EXERCISE PROMPT » Rewrite the lines starting at the top and ending at the line that contains "[[144, 153], [175, 154]]" as a two-column CSV with the headers text and answer, one row for each line of text and the answer that follows it. Put every value in a single quoted field, and replace any line breaks with spaces.

PROVIDED RECORDS »
# # # #
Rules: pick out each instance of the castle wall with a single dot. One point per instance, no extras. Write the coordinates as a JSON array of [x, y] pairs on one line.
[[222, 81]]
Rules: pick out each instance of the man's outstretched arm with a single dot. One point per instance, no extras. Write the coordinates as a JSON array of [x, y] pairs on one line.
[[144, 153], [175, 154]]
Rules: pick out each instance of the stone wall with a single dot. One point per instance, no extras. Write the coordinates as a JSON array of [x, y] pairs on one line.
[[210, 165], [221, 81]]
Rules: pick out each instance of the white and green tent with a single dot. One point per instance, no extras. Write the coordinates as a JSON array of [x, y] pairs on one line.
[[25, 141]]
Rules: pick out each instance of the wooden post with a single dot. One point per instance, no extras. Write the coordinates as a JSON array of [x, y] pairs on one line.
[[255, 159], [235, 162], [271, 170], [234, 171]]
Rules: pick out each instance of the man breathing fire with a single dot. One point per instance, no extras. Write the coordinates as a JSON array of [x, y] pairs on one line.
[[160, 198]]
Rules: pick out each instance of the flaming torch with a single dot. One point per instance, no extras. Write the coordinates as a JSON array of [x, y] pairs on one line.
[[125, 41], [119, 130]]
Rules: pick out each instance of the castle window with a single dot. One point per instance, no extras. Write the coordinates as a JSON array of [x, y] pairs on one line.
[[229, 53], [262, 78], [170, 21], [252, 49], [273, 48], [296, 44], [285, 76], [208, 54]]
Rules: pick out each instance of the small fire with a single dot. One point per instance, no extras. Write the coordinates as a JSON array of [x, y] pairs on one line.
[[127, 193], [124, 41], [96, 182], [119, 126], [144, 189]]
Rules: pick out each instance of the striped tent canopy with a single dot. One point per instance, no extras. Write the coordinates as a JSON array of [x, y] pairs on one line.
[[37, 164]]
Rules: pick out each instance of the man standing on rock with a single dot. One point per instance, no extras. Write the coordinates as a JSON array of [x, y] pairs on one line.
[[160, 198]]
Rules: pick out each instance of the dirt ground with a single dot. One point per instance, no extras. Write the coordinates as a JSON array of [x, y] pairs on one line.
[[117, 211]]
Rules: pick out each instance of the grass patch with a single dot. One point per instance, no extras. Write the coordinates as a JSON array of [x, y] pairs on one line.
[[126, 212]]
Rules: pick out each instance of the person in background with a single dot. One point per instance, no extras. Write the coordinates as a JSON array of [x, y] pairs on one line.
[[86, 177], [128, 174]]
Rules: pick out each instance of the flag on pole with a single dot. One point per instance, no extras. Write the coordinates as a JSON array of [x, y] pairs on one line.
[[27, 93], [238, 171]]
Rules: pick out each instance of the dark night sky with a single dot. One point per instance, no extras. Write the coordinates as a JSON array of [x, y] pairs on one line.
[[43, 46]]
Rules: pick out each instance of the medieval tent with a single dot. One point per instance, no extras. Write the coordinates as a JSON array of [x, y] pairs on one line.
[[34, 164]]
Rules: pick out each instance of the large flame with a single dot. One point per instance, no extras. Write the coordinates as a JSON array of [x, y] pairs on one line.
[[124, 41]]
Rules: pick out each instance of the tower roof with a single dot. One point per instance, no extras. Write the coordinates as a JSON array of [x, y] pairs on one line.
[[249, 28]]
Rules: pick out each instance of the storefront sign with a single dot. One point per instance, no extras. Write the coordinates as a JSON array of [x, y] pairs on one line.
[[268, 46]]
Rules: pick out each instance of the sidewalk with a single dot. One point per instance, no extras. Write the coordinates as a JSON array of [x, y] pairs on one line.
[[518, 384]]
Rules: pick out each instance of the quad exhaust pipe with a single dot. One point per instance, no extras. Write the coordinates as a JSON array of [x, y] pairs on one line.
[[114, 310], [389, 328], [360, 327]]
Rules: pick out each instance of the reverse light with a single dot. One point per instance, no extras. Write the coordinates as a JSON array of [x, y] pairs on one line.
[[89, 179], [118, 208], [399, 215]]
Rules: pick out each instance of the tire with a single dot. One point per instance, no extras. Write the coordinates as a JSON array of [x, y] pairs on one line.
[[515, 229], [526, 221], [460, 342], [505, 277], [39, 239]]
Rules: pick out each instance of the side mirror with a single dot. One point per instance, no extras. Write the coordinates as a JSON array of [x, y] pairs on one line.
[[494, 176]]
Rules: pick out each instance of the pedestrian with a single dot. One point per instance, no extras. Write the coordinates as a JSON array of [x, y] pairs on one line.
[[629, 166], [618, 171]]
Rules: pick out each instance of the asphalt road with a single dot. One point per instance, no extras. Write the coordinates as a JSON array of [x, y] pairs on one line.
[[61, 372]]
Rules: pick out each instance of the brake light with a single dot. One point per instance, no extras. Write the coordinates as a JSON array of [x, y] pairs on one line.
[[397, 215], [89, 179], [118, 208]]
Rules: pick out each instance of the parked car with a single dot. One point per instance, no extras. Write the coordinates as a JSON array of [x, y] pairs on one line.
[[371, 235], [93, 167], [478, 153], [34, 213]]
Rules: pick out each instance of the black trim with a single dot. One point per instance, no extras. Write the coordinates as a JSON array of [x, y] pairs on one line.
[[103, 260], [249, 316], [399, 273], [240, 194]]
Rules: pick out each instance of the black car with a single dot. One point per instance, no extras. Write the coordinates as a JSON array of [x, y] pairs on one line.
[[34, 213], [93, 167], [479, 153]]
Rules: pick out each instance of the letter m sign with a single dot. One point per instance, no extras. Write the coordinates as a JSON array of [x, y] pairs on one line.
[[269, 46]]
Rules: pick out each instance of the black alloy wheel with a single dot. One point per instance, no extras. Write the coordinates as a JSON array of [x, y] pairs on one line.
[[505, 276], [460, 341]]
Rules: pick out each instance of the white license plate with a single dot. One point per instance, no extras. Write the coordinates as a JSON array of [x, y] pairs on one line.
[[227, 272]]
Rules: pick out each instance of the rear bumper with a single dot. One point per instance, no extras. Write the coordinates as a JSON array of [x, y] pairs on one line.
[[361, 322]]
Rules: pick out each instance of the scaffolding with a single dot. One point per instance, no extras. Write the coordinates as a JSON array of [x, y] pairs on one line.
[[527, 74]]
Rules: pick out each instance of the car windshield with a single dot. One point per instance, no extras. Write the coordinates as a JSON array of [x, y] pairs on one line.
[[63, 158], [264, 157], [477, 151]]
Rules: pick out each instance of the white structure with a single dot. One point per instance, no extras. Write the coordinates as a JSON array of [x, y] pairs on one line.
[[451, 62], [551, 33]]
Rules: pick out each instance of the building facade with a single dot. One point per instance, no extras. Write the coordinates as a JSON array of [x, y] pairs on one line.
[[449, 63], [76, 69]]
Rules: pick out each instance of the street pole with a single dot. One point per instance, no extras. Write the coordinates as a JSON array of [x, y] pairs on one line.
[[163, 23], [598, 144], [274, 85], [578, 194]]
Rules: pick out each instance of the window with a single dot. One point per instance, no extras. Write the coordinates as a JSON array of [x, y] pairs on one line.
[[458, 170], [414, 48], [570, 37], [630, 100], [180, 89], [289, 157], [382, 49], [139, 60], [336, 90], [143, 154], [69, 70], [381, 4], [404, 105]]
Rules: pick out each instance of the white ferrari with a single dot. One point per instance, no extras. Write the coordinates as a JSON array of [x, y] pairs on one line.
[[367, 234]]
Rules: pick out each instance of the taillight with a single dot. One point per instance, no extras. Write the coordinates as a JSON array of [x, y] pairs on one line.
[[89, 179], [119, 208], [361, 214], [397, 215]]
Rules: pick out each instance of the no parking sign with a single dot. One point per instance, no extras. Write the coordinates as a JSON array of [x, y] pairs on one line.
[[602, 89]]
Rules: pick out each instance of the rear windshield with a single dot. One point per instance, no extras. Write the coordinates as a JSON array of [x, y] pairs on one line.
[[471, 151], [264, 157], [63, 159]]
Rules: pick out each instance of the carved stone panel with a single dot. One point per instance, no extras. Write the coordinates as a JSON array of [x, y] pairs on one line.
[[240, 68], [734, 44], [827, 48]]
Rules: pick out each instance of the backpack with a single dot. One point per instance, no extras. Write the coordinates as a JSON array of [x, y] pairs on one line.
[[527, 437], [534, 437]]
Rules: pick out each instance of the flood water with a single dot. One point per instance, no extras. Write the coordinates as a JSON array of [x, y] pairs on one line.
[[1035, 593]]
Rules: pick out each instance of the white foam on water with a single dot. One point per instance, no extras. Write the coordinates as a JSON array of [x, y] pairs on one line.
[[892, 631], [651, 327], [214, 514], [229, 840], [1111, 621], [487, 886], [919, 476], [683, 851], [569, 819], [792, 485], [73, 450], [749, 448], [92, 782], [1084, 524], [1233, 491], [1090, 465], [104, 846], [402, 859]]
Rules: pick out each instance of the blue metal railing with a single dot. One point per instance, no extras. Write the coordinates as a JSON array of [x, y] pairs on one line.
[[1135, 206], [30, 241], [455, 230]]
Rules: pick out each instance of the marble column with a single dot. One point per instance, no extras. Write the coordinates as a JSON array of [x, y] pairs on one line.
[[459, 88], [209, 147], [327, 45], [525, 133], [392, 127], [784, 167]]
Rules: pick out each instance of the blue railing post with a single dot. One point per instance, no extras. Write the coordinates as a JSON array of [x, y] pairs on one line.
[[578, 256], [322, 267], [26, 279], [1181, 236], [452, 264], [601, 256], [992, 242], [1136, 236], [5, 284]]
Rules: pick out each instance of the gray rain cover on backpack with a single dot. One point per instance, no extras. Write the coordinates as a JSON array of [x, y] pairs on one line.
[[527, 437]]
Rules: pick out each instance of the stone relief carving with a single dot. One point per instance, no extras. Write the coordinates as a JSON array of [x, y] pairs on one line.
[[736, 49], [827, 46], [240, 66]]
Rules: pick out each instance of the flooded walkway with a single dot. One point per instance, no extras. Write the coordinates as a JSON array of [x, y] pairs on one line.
# # # #
ANSWER TO THE TASK »
text,answer
"Rules: pick out each instance of the castle wall with a single dot. One point per instance, no extras. Write the coordinates as a JSON array of [x, y] pairs on one line.","[[222, 81]]"
"Rules: pick out each instance of the man's outstretched arm with a single dot. One point per instance, no extras. Write the coordinates as a JSON array of [x, y] pairs on one line.","[[144, 153], [175, 154]]"